▶ _INPUT FOR THIS TASK_:
• • • • • • •

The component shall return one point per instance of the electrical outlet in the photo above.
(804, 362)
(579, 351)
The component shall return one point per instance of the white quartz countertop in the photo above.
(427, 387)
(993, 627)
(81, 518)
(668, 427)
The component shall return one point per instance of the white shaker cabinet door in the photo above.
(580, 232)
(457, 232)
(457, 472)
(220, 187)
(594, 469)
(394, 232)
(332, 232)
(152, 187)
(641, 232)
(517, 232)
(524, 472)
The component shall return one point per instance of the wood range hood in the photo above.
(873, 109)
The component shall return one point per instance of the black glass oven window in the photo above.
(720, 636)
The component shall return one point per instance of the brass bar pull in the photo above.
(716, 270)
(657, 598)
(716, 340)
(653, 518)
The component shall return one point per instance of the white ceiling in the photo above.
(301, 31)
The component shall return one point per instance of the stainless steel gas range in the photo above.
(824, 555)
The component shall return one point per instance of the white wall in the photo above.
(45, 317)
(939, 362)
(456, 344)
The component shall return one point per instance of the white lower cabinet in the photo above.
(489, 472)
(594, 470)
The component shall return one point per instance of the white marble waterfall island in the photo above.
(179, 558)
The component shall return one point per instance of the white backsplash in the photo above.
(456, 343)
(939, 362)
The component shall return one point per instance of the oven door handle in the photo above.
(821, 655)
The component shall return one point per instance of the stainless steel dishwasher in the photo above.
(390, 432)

• • • • • • •

▶ _WHAT YOU ARE ASKED TO DO_:
Please set down the full listing above, word for word.

▶ _ANSWER SPACE_:
The component shall return one point per instance of the electrical outlet in the photo above.
(804, 362)
(579, 351)
The component shall return one point per instance of the white quartz countertop in the photo above.
(427, 387)
(993, 627)
(81, 518)
(668, 427)
The component shall return one point per instance of the white shaker cabinet door in the photo above.
(580, 232)
(457, 232)
(457, 472)
(220, 187)
(594, 469)
(394, 232)
(332, 232)
(152, 187)
(641, 232)
(517, 232)
(524, 472)
The component shall return one point per instance of the wood range hood in the photo above.
(873, 109)
The component shall return one point per instance of the black glass oven window in the photo above.
(720, 636)
The component shall return one point per instance of the brass bar pull in the photo above.
(716, 270)
(657, 598)
(716, 340)
(653, 518)
The component shall return one point per instance of the white ceiling in the photo above.
(301, 31)
The component shall return one point per instance of the stainless steel gas range in the photo above.
(824, 555)
The component shall return one point per instance of the white wall in the photo above.
(45, 317)
(939, 362)
(456, 344)
The component shall return one point per instance of the white lower cabinet in the photo above.
(489, 472)
(594, 470)
The component shall return one point per instance of the white marble waterfall island in the photo above.
(179, 558)
The component shall return one point per instance of the white backsplash in the photo above.
(456, 343)
(939, 362)
The component shall return one point per instance of the oven door handle in the photo above.
(821, 655)
The component shall return one point per instance of the stainless steel dishwasher in the photo above.
(390, 432)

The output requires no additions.